• Consegna:
Prosegua il brano sulla rivelazione dell'autismo da parte di Sia, riprendendo subito dopo l'ultima frase riportata.

───── Brano di lettura ─────

Vergogna, senso di umiliazione, timore di non essere compresi. Questi sono solo alcuni dei sentimenti che aleggiano attorno a chi soffre di quelle che sono considerate delle “malattie invisibili”, che sono soprattutto quelle che riguardano il sistema nervoso. A squarciare questo velo è stata la cantante australiana Sia Kate Isobelle Furler, nota come Sia, che ha rivelato, all’età di 47 anni, di soffrire di autismo dichiarando: “Indossavo una maschera, avevo segreti e vivevo nella vergogna”. E aggiungendo un passaggio fondamentale: “Nessuno può conoscerti o amarti quando sei pieno di segreti e vivi nella vergogna”. Quest’ultima frase è tremendamente vera, perché chi soffre di certi disturbi senza parlarne o dare spiegazioni è costretto a vivere a metà, a fingere, a inventare scuse pur di non essere colto in flagrante, per il timore del giudizio e dell’incomprensione da parte del prossimo. I disturbi dello spettro autistico si manifestano in diverse forme, che riguardano la difficoltà nell’instaurare relazioni sociali normali, c’è chi usa il linguaggio in modo particolare, chi non parla affatto e ha comportamenti limitati o ripetitivi e spesso le persone affette da disturbi dello spettro autistico, hanno schemi comportamentali, interessi e/o attività limitati e seguono routine rigide.
Ci sono poi forme più o meno invalidanti di questa condizione, che ha una sua forma di espressione appunto molto vasta, ma ciò che ancora non è stato del tutto sdoganato è il poterne parlare liberamente. In Italia c’è la Fondazione Mente, fondata da Vanessa Bozzacchi e Manuele D’Oppido, che sono partite dalla storia del figlio Leone per cercare di sopperire alle mancanze che ci sono per chi soffre di problemi del neurosviluppo. Il fatto che una cantante così famosa si sia messa a nudo è importante perché dà la possibilità a tutti noi di interrogarci sul perché ci abbia messo tanto a esporsi, sull’uso della parola vergogna e sullo stigma che deve patire chi soffre di determinati disturbi. L’aspetto più triste è che se si chiede a qualcuno che ha un disagio simile quale sia la maggior sofferenza, quasi nessuno risponde che il disturbo in sé, bensì il problema, apparentemente insanabile, di relazionarsi con il mondo esterno. E quindi essere malati, soffrire, deve portarsi dietro altra sofferenza? A quanto pare sì, ma il discorso di Sia è forte, parla di liberazione, di rinascita, di quel senso di vita 2.0 che si ha dopo aver parlato.

───── Dati di origine ─────

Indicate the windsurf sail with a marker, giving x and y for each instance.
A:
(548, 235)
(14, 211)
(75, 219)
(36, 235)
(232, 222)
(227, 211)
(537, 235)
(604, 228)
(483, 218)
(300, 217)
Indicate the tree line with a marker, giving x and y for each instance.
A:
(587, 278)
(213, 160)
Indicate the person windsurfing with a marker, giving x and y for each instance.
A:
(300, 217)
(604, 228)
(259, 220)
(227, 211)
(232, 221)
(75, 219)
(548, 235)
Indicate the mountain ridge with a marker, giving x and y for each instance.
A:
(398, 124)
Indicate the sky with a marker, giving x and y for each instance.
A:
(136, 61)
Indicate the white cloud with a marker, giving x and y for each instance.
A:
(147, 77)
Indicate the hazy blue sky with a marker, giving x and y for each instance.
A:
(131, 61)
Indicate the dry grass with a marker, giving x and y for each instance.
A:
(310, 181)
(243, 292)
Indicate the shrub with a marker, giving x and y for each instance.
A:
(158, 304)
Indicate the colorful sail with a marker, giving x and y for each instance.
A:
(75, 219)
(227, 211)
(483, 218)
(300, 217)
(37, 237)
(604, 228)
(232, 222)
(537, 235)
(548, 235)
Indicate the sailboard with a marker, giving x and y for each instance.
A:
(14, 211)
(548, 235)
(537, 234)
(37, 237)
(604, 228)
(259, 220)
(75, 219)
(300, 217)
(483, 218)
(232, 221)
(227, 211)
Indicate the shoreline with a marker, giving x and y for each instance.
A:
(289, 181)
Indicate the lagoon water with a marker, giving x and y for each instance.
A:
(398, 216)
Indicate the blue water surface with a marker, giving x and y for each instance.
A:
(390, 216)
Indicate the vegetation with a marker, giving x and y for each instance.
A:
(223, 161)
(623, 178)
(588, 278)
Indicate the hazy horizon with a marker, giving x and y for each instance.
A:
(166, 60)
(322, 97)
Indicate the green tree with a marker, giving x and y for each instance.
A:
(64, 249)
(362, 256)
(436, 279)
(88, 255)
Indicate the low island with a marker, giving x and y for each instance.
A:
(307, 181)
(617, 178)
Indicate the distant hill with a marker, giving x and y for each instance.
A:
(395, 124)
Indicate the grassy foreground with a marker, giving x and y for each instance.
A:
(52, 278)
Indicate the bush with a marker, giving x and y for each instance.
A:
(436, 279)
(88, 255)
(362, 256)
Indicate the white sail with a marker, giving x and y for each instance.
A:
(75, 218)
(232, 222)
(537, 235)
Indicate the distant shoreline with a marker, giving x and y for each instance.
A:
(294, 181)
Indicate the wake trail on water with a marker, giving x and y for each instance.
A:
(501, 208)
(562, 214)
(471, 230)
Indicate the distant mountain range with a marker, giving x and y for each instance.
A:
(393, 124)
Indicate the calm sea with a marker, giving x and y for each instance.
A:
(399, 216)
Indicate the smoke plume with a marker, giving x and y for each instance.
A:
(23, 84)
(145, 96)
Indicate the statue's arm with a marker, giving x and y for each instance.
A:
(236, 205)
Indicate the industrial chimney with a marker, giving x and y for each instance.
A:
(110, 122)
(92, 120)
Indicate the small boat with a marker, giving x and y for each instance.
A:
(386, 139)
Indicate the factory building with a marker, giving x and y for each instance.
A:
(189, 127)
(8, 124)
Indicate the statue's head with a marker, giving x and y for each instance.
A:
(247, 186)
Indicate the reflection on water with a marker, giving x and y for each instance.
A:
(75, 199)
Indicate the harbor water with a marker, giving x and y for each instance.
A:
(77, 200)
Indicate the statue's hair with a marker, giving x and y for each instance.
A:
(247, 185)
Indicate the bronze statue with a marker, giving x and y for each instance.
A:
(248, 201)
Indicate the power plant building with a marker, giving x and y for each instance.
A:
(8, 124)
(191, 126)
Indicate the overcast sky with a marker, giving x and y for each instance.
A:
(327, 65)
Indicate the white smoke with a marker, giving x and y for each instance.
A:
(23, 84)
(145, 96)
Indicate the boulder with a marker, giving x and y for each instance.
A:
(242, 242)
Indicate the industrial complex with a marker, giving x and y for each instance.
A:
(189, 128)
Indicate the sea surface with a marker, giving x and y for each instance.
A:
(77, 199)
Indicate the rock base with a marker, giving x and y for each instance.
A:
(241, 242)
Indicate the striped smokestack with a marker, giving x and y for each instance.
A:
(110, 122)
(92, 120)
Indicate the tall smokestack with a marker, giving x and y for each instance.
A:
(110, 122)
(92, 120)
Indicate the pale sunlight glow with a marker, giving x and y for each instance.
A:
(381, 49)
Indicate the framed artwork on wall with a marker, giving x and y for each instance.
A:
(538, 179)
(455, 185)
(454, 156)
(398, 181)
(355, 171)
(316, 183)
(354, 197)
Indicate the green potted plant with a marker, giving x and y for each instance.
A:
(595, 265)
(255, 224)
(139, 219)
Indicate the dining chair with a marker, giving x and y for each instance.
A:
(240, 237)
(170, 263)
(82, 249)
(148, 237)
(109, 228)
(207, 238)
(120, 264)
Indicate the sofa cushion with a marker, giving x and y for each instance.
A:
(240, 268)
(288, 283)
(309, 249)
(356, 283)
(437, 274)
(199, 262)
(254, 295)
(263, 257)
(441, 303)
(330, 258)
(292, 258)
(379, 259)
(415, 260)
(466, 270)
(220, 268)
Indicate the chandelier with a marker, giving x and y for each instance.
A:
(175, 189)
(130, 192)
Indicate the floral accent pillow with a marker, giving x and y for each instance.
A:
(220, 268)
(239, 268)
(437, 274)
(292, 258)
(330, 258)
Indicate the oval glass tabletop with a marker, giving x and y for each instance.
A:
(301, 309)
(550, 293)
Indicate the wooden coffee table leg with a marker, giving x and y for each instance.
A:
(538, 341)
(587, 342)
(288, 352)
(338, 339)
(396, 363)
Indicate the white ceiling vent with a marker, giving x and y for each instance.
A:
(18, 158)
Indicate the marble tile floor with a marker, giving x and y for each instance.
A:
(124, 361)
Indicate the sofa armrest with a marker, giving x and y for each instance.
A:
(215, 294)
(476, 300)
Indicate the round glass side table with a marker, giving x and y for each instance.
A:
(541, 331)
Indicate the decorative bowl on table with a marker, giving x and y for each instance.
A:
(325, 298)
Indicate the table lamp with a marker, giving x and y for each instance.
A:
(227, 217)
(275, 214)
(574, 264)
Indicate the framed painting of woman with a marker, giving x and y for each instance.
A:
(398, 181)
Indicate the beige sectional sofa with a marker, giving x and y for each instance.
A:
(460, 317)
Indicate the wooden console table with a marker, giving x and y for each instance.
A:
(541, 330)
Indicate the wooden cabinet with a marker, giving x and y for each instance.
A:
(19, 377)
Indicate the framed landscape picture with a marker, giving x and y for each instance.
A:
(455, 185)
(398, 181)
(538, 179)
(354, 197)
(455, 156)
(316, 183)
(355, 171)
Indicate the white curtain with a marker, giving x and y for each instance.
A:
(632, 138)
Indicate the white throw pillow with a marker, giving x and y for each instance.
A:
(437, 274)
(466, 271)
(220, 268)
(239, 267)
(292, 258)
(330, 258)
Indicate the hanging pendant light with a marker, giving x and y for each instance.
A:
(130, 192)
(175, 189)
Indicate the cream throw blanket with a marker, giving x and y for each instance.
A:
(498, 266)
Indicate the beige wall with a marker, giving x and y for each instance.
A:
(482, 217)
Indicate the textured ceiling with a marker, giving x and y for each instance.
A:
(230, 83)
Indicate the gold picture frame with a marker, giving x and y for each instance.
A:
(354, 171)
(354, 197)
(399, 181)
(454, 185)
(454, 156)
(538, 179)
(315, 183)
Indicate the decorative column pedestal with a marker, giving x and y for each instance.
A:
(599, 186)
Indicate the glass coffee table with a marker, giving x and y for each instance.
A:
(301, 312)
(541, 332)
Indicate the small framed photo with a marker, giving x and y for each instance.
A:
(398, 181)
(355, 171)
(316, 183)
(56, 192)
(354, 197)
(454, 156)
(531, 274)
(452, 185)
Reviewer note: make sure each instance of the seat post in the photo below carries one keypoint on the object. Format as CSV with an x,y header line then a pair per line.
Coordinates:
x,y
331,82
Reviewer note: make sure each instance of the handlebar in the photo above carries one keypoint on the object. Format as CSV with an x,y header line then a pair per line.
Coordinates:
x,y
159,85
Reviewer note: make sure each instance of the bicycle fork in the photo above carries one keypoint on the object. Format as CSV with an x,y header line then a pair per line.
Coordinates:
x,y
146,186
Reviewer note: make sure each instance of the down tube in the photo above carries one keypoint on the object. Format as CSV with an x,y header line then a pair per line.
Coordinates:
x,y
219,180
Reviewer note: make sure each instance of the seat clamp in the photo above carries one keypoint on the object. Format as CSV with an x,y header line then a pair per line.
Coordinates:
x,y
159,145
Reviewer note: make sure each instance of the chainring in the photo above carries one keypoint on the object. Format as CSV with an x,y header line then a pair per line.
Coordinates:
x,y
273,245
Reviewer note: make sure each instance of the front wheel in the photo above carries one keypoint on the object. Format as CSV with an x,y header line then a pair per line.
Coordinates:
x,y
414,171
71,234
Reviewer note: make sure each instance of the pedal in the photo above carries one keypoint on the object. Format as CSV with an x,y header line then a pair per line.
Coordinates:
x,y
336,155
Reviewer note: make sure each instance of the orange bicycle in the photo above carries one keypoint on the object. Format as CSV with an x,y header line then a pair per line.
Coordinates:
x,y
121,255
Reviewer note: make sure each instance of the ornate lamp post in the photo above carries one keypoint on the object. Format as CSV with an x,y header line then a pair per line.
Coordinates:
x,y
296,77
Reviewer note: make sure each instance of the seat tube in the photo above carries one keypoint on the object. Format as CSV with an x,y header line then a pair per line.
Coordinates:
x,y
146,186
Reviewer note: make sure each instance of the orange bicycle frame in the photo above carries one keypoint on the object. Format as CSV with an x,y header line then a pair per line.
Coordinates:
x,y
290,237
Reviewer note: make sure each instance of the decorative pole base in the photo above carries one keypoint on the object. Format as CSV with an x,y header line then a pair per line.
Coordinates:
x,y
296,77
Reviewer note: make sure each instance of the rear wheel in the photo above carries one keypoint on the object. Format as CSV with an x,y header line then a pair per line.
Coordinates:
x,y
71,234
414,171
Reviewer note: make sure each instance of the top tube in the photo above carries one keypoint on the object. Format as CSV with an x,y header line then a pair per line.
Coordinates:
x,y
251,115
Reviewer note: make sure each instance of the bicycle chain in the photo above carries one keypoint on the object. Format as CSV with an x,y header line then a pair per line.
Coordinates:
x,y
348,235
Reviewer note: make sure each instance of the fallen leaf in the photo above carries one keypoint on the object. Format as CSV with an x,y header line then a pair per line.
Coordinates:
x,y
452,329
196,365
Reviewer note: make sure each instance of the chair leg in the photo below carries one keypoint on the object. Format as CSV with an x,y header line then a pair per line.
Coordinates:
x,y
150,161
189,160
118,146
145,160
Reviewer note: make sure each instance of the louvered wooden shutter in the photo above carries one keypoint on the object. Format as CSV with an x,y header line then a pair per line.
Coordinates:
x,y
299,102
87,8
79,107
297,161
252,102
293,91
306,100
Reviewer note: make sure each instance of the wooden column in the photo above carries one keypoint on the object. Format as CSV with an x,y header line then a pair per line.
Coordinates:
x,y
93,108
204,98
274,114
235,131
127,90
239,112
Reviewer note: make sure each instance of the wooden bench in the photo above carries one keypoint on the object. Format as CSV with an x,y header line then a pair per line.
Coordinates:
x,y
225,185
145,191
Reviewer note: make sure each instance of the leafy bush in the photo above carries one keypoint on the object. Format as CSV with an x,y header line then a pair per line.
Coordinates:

─────

• Risultato:
Il problema, soprattutto italiano, è che se si parla di una sofferenza personale per provare a sensibilizzare, ci sono tutti quelli che sottolineano che è solo una trovata pubblicitaria, un modo per far parlare di sé, che non bisogna essere vittime. Chi soffre e sente il bisogno di parlarne, per sé stesso o per dire agli altri “anche io ci sono, siamo tutti sulla stessa barca”, dovrebbe mettere a tacere ogni forma di malsano chiacchiericcio che può venire in mente a persone totalmente prive di empatia. Nel nostro Paese sono pochissimi i personaggi famosi che parlano dei loro problemi (a differenza dell’America in cui è quasi all’ordine del giorno), perché abbiamo una mentalità chiusa, pensiamo ancora che ci debba essere una forma di pudore verso i propri disturbi, ma non dovrebbe essere così. Nessuno si deve sentire costretto a parlare, ma chiunque abbia anche solo un briciolo di voglia lo deve fare, perché un personaggio famoso che racconta la verità di una sofferenza logorante, purtroppo o per fortuna, aiuta molto più di tanti medici messi insieme. L’effetto che si viene a creare con il proprio beniamino, la quasi devozione nei suoi confronti, porta a vedere quel disturbo in modo diverso ed è per questo che ci dovrebbe essere un uso più consapevole dei social, in cui veicolare anche e soprattutto questi messaggi, perché chi è solo, chi pensa di non farcela, può trovare una spalla virtuale su cui appoggiarsi.